EXERCISE GOAL -
Reproduce each of the rows below verbatim, with every line left unchanged.

▼▼▼

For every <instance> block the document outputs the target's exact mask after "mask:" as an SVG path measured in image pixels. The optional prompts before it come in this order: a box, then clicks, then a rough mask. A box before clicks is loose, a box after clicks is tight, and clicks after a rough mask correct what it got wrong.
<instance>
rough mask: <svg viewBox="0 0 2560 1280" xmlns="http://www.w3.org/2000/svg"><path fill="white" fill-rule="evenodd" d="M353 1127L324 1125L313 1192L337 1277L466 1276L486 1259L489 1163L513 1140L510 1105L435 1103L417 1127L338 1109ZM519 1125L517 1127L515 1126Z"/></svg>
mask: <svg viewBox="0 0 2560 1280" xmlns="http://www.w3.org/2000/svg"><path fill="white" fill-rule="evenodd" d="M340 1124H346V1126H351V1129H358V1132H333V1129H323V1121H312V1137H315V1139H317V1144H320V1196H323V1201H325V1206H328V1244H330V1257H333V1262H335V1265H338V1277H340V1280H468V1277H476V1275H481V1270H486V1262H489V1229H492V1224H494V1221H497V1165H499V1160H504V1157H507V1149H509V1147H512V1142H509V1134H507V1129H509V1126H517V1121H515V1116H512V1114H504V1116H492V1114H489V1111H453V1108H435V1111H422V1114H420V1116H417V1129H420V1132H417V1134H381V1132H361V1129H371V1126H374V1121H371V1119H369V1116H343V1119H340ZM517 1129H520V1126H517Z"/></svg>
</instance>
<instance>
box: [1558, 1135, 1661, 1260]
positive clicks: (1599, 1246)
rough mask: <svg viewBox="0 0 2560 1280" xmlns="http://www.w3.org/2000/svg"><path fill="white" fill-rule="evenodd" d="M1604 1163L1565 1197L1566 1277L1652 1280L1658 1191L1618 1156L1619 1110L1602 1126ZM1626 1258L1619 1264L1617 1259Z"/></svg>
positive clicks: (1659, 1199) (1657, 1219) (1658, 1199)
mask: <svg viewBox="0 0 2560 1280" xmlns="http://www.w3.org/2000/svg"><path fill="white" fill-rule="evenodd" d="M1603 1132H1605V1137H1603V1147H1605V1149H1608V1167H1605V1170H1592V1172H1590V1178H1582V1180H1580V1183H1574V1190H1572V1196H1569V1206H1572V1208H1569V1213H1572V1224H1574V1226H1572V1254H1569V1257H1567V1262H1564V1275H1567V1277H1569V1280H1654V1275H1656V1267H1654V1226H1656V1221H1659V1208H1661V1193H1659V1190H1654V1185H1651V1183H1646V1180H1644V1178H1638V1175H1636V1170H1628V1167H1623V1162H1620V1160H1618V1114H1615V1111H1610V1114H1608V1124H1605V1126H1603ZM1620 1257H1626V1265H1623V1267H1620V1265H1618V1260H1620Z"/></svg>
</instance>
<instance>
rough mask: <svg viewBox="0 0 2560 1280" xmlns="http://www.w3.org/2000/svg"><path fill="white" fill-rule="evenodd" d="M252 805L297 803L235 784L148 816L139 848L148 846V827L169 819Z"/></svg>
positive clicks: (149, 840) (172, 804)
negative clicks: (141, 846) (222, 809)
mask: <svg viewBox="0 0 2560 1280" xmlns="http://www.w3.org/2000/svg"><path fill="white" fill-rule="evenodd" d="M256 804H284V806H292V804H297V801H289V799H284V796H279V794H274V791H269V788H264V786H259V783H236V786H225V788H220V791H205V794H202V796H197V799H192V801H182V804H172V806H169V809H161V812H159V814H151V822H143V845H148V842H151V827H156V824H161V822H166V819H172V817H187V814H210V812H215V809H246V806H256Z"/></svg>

▲▲▲

WRITTEN ANSWER -
For every <instance> block the document outputs the target's exact mask after "mask:" as an SVG path measured in image pixels. The optional prompts before it come in this order: a box, then clicks, then a rough mask. A box before clicks is loose, a box after clicks is tight, and clicks after a rough mask correct what it got wrong.
<instance>
rough mask: <svg viewBox="0 0 2560 1280" xmlns="http://www.w3.org/2000/svg"><path fill="white" fill-rule="evenodd" d="M353 1127L324 1125L313 1192L337 1277L466 1276L486 1259L489 1163L513 1140L510 1105L435 1103L417 1127L338 1109ZM519 1125L517 1127L515 1126Z"/></svg>
mask: <svg viewBox="0 0 2560 1280" xmlns="http://www.w3.org/2000/svg"><path fill="white" fill-rule="evenodd" d="M340 1124H346V1126H351V1129H358V1132H333V1129H323V1121H312V1137H315V1139H317V1144H320V1196H323V1201H325V1206H328V1244H330V1257H333V1262H335V1265H338V1277H340V1280H468V1277H476V1275H481V1270H486V1262H489V1229H492V1224H494V1221H497V1165H499V1160H504V1157H507V1149H509V1147H512V1142H509V1134H507V1129H509V1126H517V1121H515V1116H512V1114H504V1116H492V1114H489V1111H453V1108H435V1111H422V1114H420V1116H417V1129H420V1132H417V1134H381V1132H361V1129H371V1126H374V1121H371V1119H369V1116H343V1119H340ZM517 1129H520V1126H517Z"/></svg>
</instance>
<instance>
box: [1558, 1135, 1661, 1260]
positive clicks: (1599, 1246)
rough mask: <svg viewBox="0 0 2560 1280" xmlns="http://www.w3.org/2000/svg"><path fill="white" fill-rule="evenodd" d="M1604 1163L1565 1197L1566 1277L1652 1280L1658 1191L1618 1156L1619 1110L1602 1126ZM1626 1258L1619 1264L1617 1259Z"/></svg>
positive clicks: (1659, 1199) (1657, 1219) (1658, 1199)
mask: <svg viewBox="0 0 2560 1280" xmlns="http://www.w3.org/2000/svg"><path fill="white" fill-rule="evenodd" d="M1603 1132H1605V1137H1603V1147H1605V1149H1608V1167H1605V1170H1592V1172H1590V1178H1582V1180H1580V1183H1574V1190H1572V1196H1569V1206H1572V1208H1569V1213H1572V1224H1574V1226H1572V1254H1569V1257H1567V1262H1564V1275H1567V1277H1569V1280H1654V1275H1656V1267H1654V1226H1656V1221H1659V1208H1661V1193H1659V1190H1654V1185H1651V1183H1646V1180H1644V1178H1638V1175H1636V1170H1628V1167H1623V1162H1620V1160H1618V1114H1615V1111H1610V1114H1608V1124H1605V1126H1603ZM1620 1257H1626V1265H1623V1267H1620V1265H1618V1260H1620Z"/></svg>
</instance>
<instance>
rough mask: <svg viewBox="0 0 2560 1280" xmlns="http://www.w3.org/2000/svg"><path fill="white" fill-rule="evenodd" d="M252 805L297 803L235 784L148 816L139 848L148 846V827L169 819Z"/></svg>
positive clicks: (149, 840) (172, 804)
negative clicks: (141, 846) (222, 809)
mask: <svg viewBox="0 0 2560 1280" xmlns="http://www.w3.org/2000/svg"><path fill="white" fill-rule="evenodd" d="M256 804H284V806H292V804H297V801H289V799H284V796H279V794H274V791H269V788H264V786H259V783H236V786H225V788H220V791H205V794H202V796H197V799H192V801H182V804H172V806H169V809H161V812H159V814H151V822H143V845H148V842H151V827H156V824H161V822H166V819H172V817H187V814H210V812H215V809H246V806H256Z"/></svg>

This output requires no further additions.